| Data to process |
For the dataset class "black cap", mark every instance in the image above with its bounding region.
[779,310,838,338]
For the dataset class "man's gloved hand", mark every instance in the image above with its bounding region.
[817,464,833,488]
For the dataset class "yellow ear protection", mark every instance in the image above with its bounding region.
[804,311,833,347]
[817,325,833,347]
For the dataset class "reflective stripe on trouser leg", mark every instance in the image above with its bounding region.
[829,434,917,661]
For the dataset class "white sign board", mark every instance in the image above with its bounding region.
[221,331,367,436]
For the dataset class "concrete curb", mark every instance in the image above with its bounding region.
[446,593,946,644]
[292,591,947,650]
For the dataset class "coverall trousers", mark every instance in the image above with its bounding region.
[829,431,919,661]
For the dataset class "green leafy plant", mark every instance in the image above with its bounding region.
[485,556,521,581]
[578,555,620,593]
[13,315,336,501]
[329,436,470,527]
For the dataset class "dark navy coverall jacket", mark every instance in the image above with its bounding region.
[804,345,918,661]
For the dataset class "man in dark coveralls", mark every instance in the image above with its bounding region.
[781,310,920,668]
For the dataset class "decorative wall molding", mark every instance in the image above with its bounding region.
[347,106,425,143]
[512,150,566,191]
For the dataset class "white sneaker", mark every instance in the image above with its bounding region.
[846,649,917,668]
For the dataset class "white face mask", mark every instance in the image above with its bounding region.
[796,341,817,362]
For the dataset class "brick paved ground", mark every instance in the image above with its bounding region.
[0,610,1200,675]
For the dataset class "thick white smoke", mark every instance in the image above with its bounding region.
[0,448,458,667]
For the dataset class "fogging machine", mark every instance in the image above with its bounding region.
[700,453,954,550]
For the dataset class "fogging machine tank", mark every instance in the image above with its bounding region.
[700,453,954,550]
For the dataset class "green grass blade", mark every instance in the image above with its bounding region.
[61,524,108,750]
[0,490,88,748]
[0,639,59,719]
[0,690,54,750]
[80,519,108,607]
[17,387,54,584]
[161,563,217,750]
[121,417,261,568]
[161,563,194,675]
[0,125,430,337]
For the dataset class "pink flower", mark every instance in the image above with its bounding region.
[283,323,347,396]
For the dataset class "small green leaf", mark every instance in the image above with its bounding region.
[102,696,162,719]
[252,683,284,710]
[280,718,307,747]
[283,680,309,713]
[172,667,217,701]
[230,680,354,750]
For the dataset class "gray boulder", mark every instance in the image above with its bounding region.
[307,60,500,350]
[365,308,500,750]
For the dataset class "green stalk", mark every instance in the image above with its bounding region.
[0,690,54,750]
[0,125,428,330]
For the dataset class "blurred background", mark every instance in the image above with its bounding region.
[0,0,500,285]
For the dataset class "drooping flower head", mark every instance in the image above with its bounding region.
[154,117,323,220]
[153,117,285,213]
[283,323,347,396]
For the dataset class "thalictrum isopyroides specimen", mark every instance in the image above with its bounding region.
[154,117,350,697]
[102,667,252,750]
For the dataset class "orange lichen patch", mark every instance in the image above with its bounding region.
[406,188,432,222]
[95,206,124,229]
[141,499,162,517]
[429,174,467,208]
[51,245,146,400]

| Task to carry out |
Format all of the material above as a JSON list of strings, one string per line, leaving out any blank lines.

| Full response |
[
  "For the dataset class \"black cap\", mark every instance in the image above with its bounding region.",
  "[779,310,838,338]",
  "For the dataset class \"man's gloved hand\", mark every instance in the image above with its bounding region.",
  "[817,464,833,488]",
  "For the dataset class \"yellow ear protection\", mark every instance in the image above with its bounding region.",
  "[804,311,833,347]",
  "[817,325,833,347]",
  "For the dataset class \"reflective stripe on trouser leg\", mark every instance in the image above with its bounding region.",
  "[829,434,917,661]",
  "For the dataset class \"white sign board\", mark every instance in the image above with its bounding region.",
  "[221,331,367,436]",
  "For the dataset class \"concrete curb\", mark every instance in the image above with its bounding region.",
  "[446,593,946,644]",
  "[292,591,947,650]",
  "For the dataset class \"coverall trousers\", mark every instance in the image above with its bounding region.",
  "[829,431,919,661]",
  "For the dataset class \"green leafy plant\", mark every instance in the image above with its bounding region.",
  "[485,556,521,581]",
  "[578,555,620,593]",
  "[13,315,336,501]",
  "[329,436,470,527]",
  "For the dataset class \"dark navy coverall jacket\", mark every instance in the image above with its bounding region.",
  "[804,345,918,661]",
  "For the dataset class \"man in dark coveralls\", mark every instance in the image above with its bounding region.",
  "[781,310,920,668]",
  "For the dataset class \"decorative wall molding\", mark every instance in the image above with its bounding region.",
  "[347,106,425,143]",
  "[512,150,566,191]",
  "For the dataset class \"white sneaker\", mark every instance in the image above with its bounding region.",
  "[846,649,917,668]",
  "For the dataset class \"white face mask\", mark every instance in the image above with its bounding region.",
  "[796,341,817,362]",
  "For the dataset class \"brick paved ground\", mark every instance in the image above with its bounding region.",
  "[0,610,1200,675]",
  "For the dataset class \"thick white smoke\", mark every instance in the image above with its bounding region.",
  "[0,448,458,667]",
  "For the dataset class \"fogging machine\", mark every instance in the image above with its bounding region.",
  "[700,453,954,550]",
  "For the dataset class \"fogging machine tank\", mark every instance in the image above with its bounding region.",
  "[700,453,954,550]",
  "For the dataset class \"green grass blade\", mark every instance in the image above with its bounding region.",
  "[61,524,108,750]",
  "[0,490,88,748]",
  "[0,639,59,719]",
  "[0,690,54,750]",
  "[80,519,108,607]",
  "[17,387,54,584]",
  "[161,563,217,750]",
  "[121,417,261,568]",
  "[161,563,194,675]",
  "[0,125,430,337]",
  "For the dataset class \"pink flower\", mark every instance in the image above with its bounding region.",
  "[283,323,347,396]",
  "For the dataset class \"small green leaf\", mark every instance in the image above with its bounding region.",
  "[102,696,162,719]",
  "[252,683,284,710]",
  "[280,718,307,747]",
  "[283,680,309,713]",
  "[172,667,217,701]",
  "[230,680,354,750]",
  "For the dataset class \"gray boulder\", mark every instance in the image above with its bounding region.",
  "[307,60,500,350]",
  "[365,308,500,750]",
  "For the dataset class \"green stalk\", mark every instance in the image above with its bounding region.",
  "[0,690,54,750]",
  "[0,125,428,330]",
  "For the dataset class \"blurred background\", mark every instance in the image above with its bounding region.",
  "[0,0,500,285]",
  "For the dataset class \"drooping flower head\", mark every instance in the image above with its bounding region.",
  "[154,117,323,220]",
  "[153,117,285,213]",
  "[283,323,347,396]",
  "For the dataset class \"thalictrum isopyroides specimen\", mark every instance in the image above with its bounding region.",
  "[154,117,350,697]",
  "[102,667,252,750]",
  "For the dataset class \"orange lichen patch\", mark every instance in the image above with its bounding region.",
  "[406,188,432,222]",
  "[95,206,124,229]",
  "[141,499,162,517]",
  "[429,174,467,208]",
  "[51,245,146,400]"
]